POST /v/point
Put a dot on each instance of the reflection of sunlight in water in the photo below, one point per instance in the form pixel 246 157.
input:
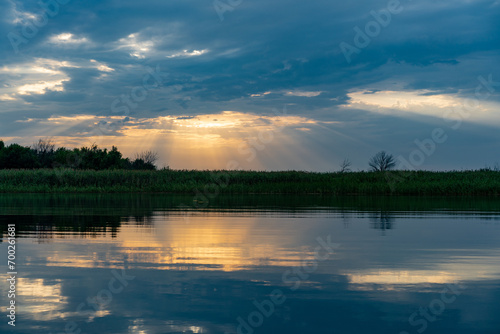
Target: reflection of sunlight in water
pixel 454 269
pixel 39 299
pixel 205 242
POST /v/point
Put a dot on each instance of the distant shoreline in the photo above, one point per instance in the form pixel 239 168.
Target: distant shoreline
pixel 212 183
________________________________________
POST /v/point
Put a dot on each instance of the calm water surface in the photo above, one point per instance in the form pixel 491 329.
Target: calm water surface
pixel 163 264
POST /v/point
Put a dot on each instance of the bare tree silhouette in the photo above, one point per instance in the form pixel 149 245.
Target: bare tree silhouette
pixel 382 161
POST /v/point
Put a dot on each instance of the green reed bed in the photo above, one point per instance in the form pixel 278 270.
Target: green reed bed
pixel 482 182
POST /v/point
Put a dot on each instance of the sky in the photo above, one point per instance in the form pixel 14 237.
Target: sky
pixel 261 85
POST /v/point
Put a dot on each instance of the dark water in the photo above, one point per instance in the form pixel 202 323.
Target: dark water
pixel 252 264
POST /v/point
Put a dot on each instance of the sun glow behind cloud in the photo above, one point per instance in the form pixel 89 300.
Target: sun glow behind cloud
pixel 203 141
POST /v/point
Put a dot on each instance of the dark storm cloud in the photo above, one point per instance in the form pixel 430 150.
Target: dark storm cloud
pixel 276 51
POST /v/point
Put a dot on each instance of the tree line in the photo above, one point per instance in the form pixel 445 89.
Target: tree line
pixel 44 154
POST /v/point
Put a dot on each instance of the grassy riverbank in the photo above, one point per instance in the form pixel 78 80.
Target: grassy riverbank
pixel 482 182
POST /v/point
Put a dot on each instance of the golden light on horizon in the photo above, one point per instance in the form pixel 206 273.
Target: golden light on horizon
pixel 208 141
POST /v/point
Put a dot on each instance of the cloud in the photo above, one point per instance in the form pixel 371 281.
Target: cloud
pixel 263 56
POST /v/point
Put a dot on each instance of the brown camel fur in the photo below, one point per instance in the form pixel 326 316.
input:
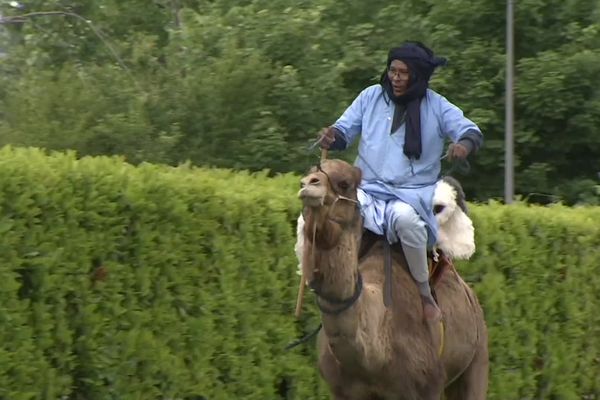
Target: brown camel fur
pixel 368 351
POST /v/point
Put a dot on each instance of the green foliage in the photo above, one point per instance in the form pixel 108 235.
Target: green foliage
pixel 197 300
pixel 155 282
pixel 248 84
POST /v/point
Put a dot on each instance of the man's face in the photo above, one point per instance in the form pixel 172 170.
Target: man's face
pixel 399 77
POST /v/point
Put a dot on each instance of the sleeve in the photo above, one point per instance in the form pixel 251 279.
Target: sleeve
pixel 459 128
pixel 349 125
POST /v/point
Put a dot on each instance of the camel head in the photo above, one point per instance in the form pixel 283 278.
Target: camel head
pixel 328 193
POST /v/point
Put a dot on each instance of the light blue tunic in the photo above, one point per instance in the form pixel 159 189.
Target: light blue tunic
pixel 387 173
________________________________________
Return each line of the rows above that contains the string "blue", treating uppercase and lowercase letters as different.

Put a dot on each instance of the light blue tunic in the photo above, one point per instance in the form pixel 159 189.
Target: light blue tunic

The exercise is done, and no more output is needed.